What is required - Every record below needs to be printed again exactly.

Study material -
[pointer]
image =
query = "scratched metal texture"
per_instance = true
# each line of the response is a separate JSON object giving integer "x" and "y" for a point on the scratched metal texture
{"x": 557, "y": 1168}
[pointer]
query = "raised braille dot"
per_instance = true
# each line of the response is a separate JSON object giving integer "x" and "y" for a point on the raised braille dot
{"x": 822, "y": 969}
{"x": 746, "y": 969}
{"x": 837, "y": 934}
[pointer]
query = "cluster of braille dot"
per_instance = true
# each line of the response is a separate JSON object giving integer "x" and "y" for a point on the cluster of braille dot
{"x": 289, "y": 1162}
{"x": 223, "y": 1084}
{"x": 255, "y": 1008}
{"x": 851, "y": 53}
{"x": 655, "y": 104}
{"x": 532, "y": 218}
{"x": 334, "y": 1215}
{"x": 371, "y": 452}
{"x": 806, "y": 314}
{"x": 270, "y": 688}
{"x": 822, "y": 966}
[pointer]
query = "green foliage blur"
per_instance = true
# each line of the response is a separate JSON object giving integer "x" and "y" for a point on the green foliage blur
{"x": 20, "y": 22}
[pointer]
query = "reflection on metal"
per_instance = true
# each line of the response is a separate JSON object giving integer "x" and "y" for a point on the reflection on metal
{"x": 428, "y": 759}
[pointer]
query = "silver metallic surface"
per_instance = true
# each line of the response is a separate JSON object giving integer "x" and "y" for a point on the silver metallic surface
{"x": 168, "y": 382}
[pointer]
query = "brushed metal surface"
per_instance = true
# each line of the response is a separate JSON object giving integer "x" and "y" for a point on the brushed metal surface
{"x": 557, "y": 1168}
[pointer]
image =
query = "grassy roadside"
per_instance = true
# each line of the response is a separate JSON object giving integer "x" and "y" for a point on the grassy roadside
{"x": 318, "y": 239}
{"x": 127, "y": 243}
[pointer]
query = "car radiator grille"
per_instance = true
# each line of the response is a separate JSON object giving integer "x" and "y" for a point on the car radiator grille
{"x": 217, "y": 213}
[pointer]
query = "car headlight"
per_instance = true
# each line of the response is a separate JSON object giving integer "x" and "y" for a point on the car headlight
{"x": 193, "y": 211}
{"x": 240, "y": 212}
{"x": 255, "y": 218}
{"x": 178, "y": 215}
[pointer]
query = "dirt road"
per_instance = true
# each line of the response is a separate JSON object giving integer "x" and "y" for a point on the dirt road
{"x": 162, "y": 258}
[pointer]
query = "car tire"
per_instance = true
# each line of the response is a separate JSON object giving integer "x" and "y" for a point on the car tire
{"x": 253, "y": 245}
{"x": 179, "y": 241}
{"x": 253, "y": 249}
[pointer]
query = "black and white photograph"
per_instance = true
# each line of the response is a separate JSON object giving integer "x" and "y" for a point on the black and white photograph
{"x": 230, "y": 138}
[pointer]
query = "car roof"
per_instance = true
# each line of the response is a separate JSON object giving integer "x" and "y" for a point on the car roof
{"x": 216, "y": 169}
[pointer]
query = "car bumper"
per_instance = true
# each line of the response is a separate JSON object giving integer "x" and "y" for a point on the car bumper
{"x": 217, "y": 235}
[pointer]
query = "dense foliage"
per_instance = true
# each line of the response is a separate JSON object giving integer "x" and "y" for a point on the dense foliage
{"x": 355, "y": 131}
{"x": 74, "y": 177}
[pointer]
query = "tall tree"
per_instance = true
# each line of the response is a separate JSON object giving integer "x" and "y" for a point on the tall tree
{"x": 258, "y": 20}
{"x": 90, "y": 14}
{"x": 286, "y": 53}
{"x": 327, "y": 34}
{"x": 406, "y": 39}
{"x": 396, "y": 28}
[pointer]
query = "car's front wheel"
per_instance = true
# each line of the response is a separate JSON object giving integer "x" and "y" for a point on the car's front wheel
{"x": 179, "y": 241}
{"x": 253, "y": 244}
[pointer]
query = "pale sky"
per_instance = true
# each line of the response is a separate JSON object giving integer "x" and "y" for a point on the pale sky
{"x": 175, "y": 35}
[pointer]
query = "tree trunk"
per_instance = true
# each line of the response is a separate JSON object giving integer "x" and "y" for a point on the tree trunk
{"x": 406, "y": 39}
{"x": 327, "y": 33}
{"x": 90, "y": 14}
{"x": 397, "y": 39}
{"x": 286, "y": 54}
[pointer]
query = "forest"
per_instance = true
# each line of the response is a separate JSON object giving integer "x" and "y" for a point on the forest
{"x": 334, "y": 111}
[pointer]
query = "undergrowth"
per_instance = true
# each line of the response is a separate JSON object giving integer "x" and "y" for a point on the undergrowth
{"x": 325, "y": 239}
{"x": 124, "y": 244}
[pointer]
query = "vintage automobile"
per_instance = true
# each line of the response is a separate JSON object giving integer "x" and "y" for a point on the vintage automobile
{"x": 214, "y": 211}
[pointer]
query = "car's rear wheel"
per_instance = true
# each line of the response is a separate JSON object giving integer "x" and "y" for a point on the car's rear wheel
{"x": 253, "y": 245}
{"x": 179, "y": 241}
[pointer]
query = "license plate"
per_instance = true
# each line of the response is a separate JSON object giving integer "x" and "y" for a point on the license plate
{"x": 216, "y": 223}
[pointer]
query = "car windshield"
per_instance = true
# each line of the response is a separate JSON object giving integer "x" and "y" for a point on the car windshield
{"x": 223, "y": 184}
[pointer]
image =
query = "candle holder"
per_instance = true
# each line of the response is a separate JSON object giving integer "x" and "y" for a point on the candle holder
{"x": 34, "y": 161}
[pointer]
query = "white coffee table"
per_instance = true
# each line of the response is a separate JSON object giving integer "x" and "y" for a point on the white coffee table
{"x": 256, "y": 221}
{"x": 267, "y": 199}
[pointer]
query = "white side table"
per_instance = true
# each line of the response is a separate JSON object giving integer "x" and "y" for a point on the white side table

Answer box -
[pointer]
image =
query = "scratched metal texture"
per_instance = true
# each line of the response is a separate JSON object giving integer "x" and "y" for a point on the scratched metal texture
{"x": 557, "y": 1168}
[pointer]
query = "raised braille dot"
per_instance = true
# each line of the response is a separate JSON object giving integer "x" and "y" for a point on the raised braille dot
{"x": 822, "y": 969}
{"x": 746, "y": 969}
{"x": 837, "y": 934}
[pointer]
query = "cluster of braille dot"
per_instance = true
# each line of the response is a separate JSON object giving integer "x" and "y" for a point on the cluster of braille dot
{"x": 289, "y": 1162}
{"x": 223, "y": 1084}
{"x": 255, "y": 1008}
{"x": 851, "y": 53}
{"x": 655, "y": 104}
{"x": 532, "y": 218}
{"x": 334, "y": 1215}
{"x": 371, "y": 452}
{"x": 806, "y": 314}
{"x": 270, "y": 688}
{"x": 822, "y": 966}
[pointer]
query = "green foliage blur"
per_instance = true
# each line of the response is a separate JSON object giving integer "x" and "y" for a point on the green foliage blur
{"x": 20, "y": 22}
[pointer]
query = "reflection on metal"
per_instance = true
# each line of the response is a separate JSON object giving integer "x" and "y" for a point on the reflection on metal
{"x": 428, "y": 759}
[pointer]
query = "silver metallic surface"
per_instance = true
# each line of the response is a separate JSON object giving integer "x" and "y" for a point on the silver metallic surface
{"x": 168, "y": 382}
[pointer]
query = "brushed metal surface"
per_instance = true
# each line of the response is a separate JSON object giving integer "x" and "y" for a point on the brushed metal surface
{"x": 557, "y": 1168}
[pointer]
image =
query = "grassy roadside"
per_instance = true
# each line of the response is a separate JSON object giving integer "x" and "y" for a point on the grassy roadside
{"x": 318, "y": 239}
{"x": 127, "y": 243}
[pointer]
query = "car radiator grille"
per_instance = true
# each line of the response is a separate JSON object giving integer "x" and "y" for a point on the car radiator grille
{"x": 217, "y": 213}
[pointer]
query = "car headlight"
per_instance = true
# each line of the response is a separate JSON object giving integer "x" and "y" for a point on the car headlight
{"x": 193, "y": 211}
{"x": 240, "y": 212}
{"x": 255, "y": 218}
{"x": 178, "y": 215}
[pointer]
query = "dirt road"
per_instance = true
# each line of the response is a separate JSON object giving integer "x" and "y" for a point on the dirt road
{"x": 162, "y": 258}
[pointer]
query = "car tire"
per_instance = true
# each line of the response is a separate JSON object giving integer "x" and "y" for a point on the car tire
{"x": 253, "y": 245}
{"x": 179, "y": 241}
{"x": 253, "y": 249}
[pointer]
query = "black and white photograph"
per_instance = true
# each line of the response is a separate JSON object giving integer "x" and "y" for a point on the black and white photograph
{"x": 230, "y": 138}
[pointer]
query = "car roof"
per_instance = true
# each line of the response is a separate JSON object giving integer "x" and "y" for a point on the car roof
{"x": 216, "y": 169}
[pointer]
query = "car bumper"
per_instance = true
# each line of the response is a separate JSON object giving integer "x" and "y" for a point on the car bumper
{"x": 217, "y": 235}
[pointer]
query = "dense foliage"
per_instance = true
# each line of the response is a separate JSON object giving integer "x" and "y" for a point on the dense foliage
{"x": 355, "y": 131}
{"x": 74, "y": 177}
[pointer]
query = "tall tree"
per_instance = true
# each line of the response is a separate JSON object giving integer "x" and "y" for a point on the tall tree
{"x": 258, "y": 20}
{"x": 90, "y": 14}
{"x": 286, "y": 53}
{"x": 327, "y": 34}
{"x": 406, "y": 39}
{"x": 396, "y": 28}
[pointer]
query = "car's front wheel"
per_instance = true
# each line of the response is a separate JSON object giving integer "x" and "y" for a point on the car's front wheel
{"x": 179, "y": 241}
{"x": 253, "y": 244}
[pointer]
query = "pale sky"
per_instance = true
# each line of the response is a separate JSON object giving integer "x" and "y" for a point on the pale sky
{"x": 175, "y": 35}
[pointer]
query = "tree trunk"
per_instance = true
# each line of the response is a separate JSON object giving integer "x" and "y" for a point on the tree trunk
{"x": 406, "y": 39}
{"x": 327, "y": 33}
{"x": 90, "y": 14}
{"x": 397, "y": 39}
{"x": 286, "y": 54}
[pointer]
query = "forest"
per_instance = true
# each line of the response is a separate JSON object giving integer "x" and "y" for a point on the forest
{"x": 334, "y": 111}
[pointer]
query = "undergrowth"
per_instance = true
# each line of the response is a separate JSON object giving integer "x" and "y" for a point on the undergrowth
{"x": 325, "y": 239}
{"x": 124, "y": 244}
[pointer]
query = "vintage automobile"
per_instance = true
# each line of the response is a separate JSON object giving integer "x" and "y" for a point on the vintage automobile
{"x": 214, "y": 211}
[pointer]
query = "car's rear wheel"
per_instance = true
# each line of the response is a separate JSON object giving integer "x" and "y" for a point on the car's rear wheel
{"x": 253, "y": 245}
{"x": 179, "y": 241}
[pointer]
query = "license plate"
per_instance = true
# each line of the response is a separate JSON object giving integer "x" and "y" for a point on the license plate
{"x": 216, "y": 223}
[pointer]
query = "car windshield"
per_instance = true
# each line of the response is a separate JSON object giving integer "x" and "y" for a point on the car windshield
{"x": 223, "y": 184}
[pointer]
image =
query = "candle holder"
per_instance = true
# each line of the response is a separate JSON object giving integer "x" and "y" for a point on the candle holder
{"x": 34, "y": 161}
[pointer]
query = "white coffee table"
per_instance = true
# each line of the response is a separate JSON object giving integer "x" and "y" for a point on the white coffee table
{"x": 256, "y": 221}
{"x": 267, "y": 199}
[pointer]
query = "white side table"
per_instance = true
# each line of the response is a separate JSON object giving integer "x" and "y" for a point on the white side table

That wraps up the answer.